* Start *

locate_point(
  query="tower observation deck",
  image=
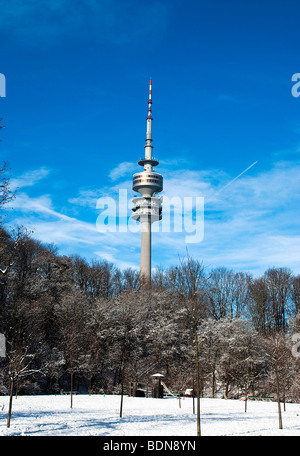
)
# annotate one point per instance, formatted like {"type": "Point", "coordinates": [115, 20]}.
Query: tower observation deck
{"type": "Point", "coordinates": [148, 207]}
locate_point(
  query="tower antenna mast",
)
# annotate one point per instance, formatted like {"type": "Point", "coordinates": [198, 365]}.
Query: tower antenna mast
{"type": "Point", "coordinates": [148, 207]}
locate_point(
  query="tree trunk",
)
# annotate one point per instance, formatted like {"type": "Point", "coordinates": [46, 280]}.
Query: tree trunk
{"type": "Point", "coordinates": [213, 384]}
{"type": "Point", "coordinates": [277, 389]}
{"type": "Point", "coordinates": [197, 382]}
{"type": "Point", "coordinates": [10, 402]}
{"type": "Point", "coordinates": [122, 390]}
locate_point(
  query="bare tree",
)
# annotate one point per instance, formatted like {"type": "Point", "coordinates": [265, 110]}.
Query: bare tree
{"type": "Point", "coordinates": [189, 280]}
{"type": "Point", "coordinates": [19, 367]}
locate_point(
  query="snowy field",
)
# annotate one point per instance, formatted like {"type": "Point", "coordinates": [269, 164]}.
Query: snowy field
{"type": "Point", "coordinates": [98, 415]}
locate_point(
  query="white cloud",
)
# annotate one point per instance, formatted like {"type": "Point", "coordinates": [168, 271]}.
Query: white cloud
{"type": "Point", "coordinates": [251, 224]}
{"type": "Point", "coordinates": [29, 178]}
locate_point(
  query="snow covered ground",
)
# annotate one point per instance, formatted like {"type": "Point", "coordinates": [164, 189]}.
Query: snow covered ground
{"type": "Point", "coordinates": [98, 415]}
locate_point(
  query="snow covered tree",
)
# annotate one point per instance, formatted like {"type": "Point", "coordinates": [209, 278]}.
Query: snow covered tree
{"type": "Point", "coordinates": [71, 318]}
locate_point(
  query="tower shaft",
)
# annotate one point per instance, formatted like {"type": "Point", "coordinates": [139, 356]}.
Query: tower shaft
{"type": "Point", "coordinates": [145, 264]}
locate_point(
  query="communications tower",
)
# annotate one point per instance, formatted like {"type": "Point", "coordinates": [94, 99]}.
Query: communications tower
{"type": "Point", "coordinates": [148, 207]}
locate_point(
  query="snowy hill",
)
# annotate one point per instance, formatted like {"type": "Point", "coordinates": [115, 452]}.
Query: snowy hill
{"type": "Point", "coordinates": [98, 415]}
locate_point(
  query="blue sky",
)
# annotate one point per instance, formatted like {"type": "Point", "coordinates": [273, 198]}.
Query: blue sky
{"type": "Point", "coordinates": [77, 75]}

* End *

Goal:
Copy out the data above exactly, except the pictures.

Task response:
locate_point(
  query="tower observation deck",
  image=
)
# annotate one point per instance, formatted like {"type": "Point", "coordinates": [115, 20]}.
Query: tower observation deck
{"type": "Point", "coordinates": [148, 207]}
locate_point(
  query="tower antenna mast",
)
# annotate one point per instance, formatted like {"type": "Point", "coordinates": [198, 365]}.
Query: tower antenna mast
{"type": "Point", "coordinates": [148, 207]}
locate_point(
  query="tree trunk",
)
# annotate one point per instance, formatted like {"type": "Point", "coordinates": [46, 280]}.
Query: tree trunk
{"type": "Point", "coordinates": [213, 384]}
{"type": "Point", "coordinates": [277, 389]}
{"type": "Point", "coordinates": [197, 382]}
{"type": "Point", "coordinates": [10, 402]}
{"type": "Point", "coordinates": [122, 390]}
locate_point(
  query="bare tree",
)
# annotate one point per instance, formatted like {"type": "Point", "coordinates": [265, 110]}.
Query: bare tree
{"type": "Point", "coordinates": [189, 280]}
{"type": "Point", "coordinates": [19, 367]}
locate_point(
  query="snowy field",
)
# annotate one point per instance, formatted like {"type": "Point", "coordinates": [269, 164]}.
Query: snowy field
{"type": "Point", "coordinates": [98, 415]}
locate_point(
  query="white cloud",
)
# annotate one point per instance, formatted like {"type": "Point", "coordinates": [168, 271]}.
Query: white cloud
{"type": "Point", "coordinates": [251, 224]}
{"type": "Point", "coordinates": [29, 178]}
locate_point(
  query="snow covered ground",
)
# annotate one point per instance, formatted like {"type": "Point", "coordinates": [164, 189]}.
Query: snow covered ground
{"type": "Point", "coordinates": [98, 415]}
locate_point(
  query="snow covered tree",
)
# annotate one point per instance, formatted like {"type": "Point", "coordinates": [209, 278]}.
Query: snow covered tree
{"type": "Point", "coordinates": [71, 318]}
locate_point(
  query="tower shaft",
)
# annotate one point per instance, formatted like {"type": "Point", "coordinates": [139, 356]}.
Query: tower shaft
{"type": "Point", "coordinates": [145, 264]}
locate_point(
  query="communications tower",
)
# annotate one point per instance, formatted like {"type": "Point", "coordinates": [94, 99]}.
Query: communications tower
{"type": "Point", "coordinates": [148, 207]}
locate_point(
  query="snowy hill",
)
# annotate one point per instance, formatted like {"type": "Point", "coordinates": [115, 452]}.
Query: snowy hill
{"type": "Point", "coordinates": [98, 415]}
locate_point(
  query="blue sky",
)
# annotate one point per instance, formatted like {"type": "Point", "coordinates": [273, 198]}.
Query: blue sky
{"type": "Point", "coordinates": [77, 75]}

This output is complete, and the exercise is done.